▶ [SHORT EXERCISE]: Copy the listing below from the line containing "the rocky shoreline" through its end, with "ocean" switched to "sea" and nothing else changed.

────────────────────

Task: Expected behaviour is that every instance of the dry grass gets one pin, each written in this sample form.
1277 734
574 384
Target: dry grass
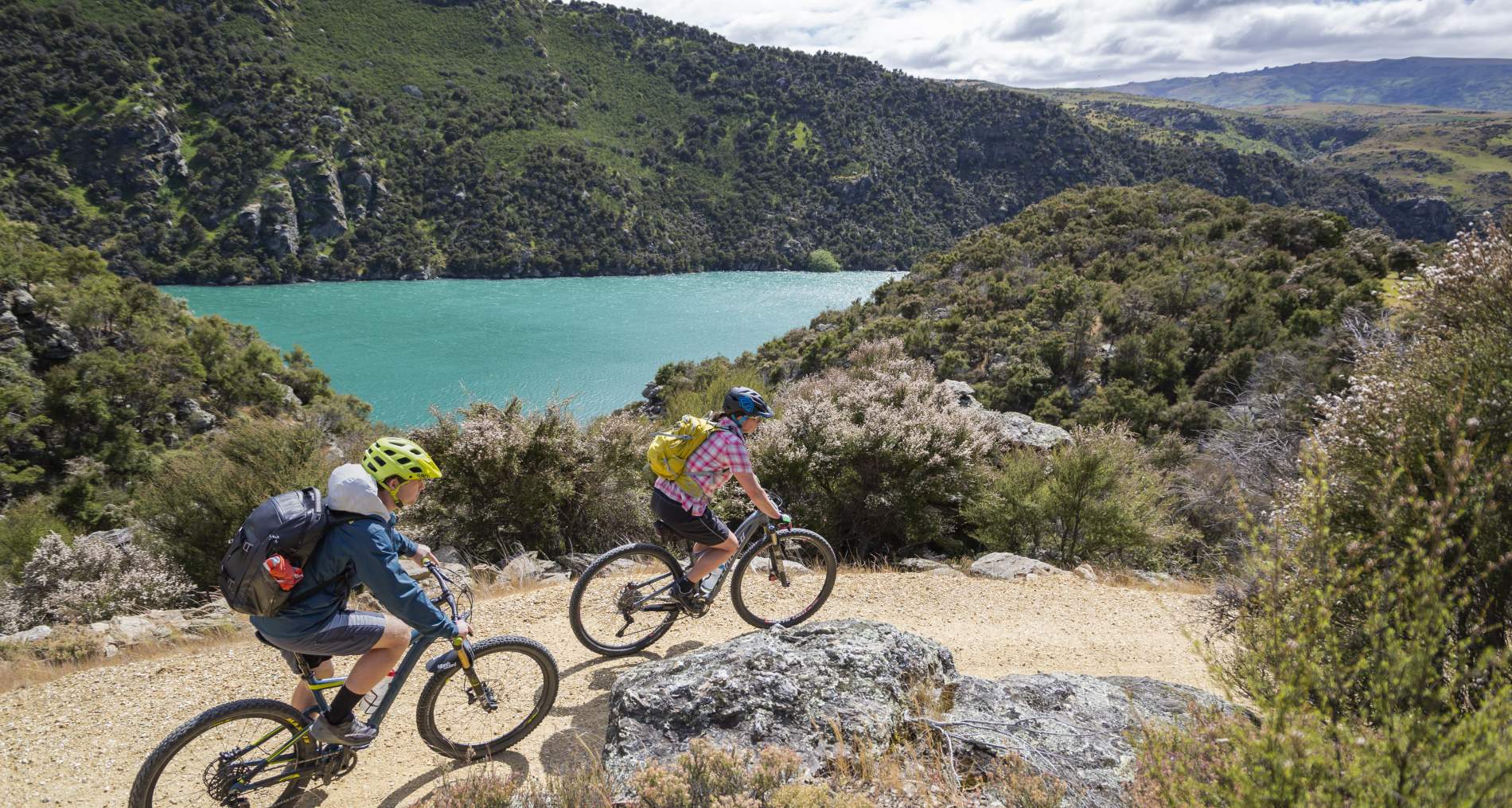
67 653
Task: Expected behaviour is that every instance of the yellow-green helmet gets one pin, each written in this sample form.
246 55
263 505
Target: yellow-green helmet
398 457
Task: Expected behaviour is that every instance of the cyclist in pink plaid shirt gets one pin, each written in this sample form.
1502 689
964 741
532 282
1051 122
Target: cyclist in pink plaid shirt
722 456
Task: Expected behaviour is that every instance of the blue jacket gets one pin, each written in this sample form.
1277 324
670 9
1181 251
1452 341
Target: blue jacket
360 547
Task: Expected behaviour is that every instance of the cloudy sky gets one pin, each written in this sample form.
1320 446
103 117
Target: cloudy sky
1089 43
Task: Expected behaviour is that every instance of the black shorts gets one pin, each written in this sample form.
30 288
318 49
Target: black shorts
345 634
703 530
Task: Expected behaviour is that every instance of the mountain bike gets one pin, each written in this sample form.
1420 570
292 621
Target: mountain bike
623 601
481 700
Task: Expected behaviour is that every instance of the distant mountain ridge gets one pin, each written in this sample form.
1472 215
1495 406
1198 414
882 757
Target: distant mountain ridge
1466 84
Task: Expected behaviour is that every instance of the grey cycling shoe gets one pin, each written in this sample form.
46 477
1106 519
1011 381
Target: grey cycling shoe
353 732
692 599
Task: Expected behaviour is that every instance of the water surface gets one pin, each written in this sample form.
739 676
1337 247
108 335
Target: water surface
406 347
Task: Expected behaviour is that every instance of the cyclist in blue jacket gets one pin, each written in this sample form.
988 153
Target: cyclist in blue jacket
362 547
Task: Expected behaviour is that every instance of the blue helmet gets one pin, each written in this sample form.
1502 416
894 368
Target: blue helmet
746 400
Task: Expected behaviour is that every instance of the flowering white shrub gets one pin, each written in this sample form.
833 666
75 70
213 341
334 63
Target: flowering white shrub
91 580
876 456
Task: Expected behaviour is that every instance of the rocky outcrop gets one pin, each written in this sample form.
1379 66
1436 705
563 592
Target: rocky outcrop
1068 727
156 625
136 150
1013 427
279 230
21 322
862 678
773 687
1007 566
318 194
357 188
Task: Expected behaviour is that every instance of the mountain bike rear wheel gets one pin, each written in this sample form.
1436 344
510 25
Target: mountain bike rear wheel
784 580
516 689
622 604
244 749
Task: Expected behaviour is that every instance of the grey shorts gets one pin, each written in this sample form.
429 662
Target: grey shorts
345 634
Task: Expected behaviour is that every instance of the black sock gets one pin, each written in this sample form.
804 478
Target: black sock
342 705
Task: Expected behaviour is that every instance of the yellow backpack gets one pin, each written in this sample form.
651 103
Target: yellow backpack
670 451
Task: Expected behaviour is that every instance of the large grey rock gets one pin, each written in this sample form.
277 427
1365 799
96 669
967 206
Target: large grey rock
50 341
23 303
1007 566
318 196
141 150
194 416
29 636
250 220
964 392
1065 725
11 335
769 687
1024 430
280 224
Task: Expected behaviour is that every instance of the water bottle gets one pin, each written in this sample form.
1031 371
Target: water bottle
711 580
374 697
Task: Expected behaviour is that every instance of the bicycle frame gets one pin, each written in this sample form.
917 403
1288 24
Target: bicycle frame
746 534
418 645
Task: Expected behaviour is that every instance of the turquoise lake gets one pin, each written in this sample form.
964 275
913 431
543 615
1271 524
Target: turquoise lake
406 347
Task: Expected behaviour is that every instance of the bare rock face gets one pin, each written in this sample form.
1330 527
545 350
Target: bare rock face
318 194
280 224
1012 427
793 687
773 689
136 150
1066 725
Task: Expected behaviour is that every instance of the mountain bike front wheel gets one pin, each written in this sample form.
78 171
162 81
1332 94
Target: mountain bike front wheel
250 752
513 693
784 580
622 603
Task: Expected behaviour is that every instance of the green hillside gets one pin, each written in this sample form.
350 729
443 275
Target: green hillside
1467 84
1154 306
1464 156
257 141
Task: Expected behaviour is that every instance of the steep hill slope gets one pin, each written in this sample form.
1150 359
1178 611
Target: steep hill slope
992 626
1461 154
1468 84
1154 306
396 138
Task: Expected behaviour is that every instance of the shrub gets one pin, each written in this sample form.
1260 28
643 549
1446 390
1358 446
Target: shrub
537 478
203 494
876 457
91 580
21 529
823 260
67 643
1354 648
1413 400
1098 497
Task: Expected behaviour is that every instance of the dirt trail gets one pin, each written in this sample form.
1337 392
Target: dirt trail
80 739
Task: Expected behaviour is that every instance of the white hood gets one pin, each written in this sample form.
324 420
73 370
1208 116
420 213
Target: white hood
354 490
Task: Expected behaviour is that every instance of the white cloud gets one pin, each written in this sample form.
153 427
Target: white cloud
1088 43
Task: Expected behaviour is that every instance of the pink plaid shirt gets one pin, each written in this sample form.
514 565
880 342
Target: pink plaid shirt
712 463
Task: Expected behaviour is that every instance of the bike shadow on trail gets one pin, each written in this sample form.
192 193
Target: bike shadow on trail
433 778
583 740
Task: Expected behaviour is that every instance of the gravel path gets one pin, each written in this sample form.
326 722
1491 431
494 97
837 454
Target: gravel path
80 739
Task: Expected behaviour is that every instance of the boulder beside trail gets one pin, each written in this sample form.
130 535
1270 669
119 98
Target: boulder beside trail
773 687
870 681
1007 566
1070 727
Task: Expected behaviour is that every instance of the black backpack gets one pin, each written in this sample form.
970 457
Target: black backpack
290 525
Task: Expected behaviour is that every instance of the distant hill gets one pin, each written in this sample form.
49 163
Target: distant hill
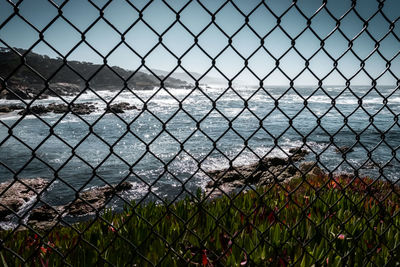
69 77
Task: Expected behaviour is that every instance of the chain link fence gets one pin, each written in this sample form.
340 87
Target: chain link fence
162 168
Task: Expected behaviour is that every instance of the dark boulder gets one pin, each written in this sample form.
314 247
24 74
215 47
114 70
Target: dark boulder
297 153
92 200
14 94
15 194
119 108
80 109
344 149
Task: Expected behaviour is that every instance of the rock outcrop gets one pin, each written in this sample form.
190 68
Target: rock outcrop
10 108
80 109
264 172
344 149
119 108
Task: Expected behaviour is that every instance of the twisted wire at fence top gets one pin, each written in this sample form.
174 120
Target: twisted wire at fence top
294 6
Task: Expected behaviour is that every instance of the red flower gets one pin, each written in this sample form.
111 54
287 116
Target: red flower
271 217
43 249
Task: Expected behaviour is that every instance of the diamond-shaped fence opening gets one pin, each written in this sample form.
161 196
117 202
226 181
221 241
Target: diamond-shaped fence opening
200 133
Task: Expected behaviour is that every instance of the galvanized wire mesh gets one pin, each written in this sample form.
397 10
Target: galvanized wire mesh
320 87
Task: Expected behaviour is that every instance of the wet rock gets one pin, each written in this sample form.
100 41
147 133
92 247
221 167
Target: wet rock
80 109
343 149
298 154
45 216
92 200
89 202
119 108
15 94
15 194
310 167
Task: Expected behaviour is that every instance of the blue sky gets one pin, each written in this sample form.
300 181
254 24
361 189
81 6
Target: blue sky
196 16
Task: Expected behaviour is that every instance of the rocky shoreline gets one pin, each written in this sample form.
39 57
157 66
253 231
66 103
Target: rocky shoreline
79 109
16 195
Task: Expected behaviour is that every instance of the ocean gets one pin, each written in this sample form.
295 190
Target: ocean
164 148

────────────────────

▶ [OUTPUT OF THE TASK]:
Task: Expected behaviour is that every instance of the rocky shoreline gets one pin, each written in this sample form.
39 57
157 66
253 231
66 103
Target: rocky shoreline
79 109
16 195
Task: Expected behaviour is that every instance of the sea gets one pin, each written in this sample form.
295 190
Target: sea
164 148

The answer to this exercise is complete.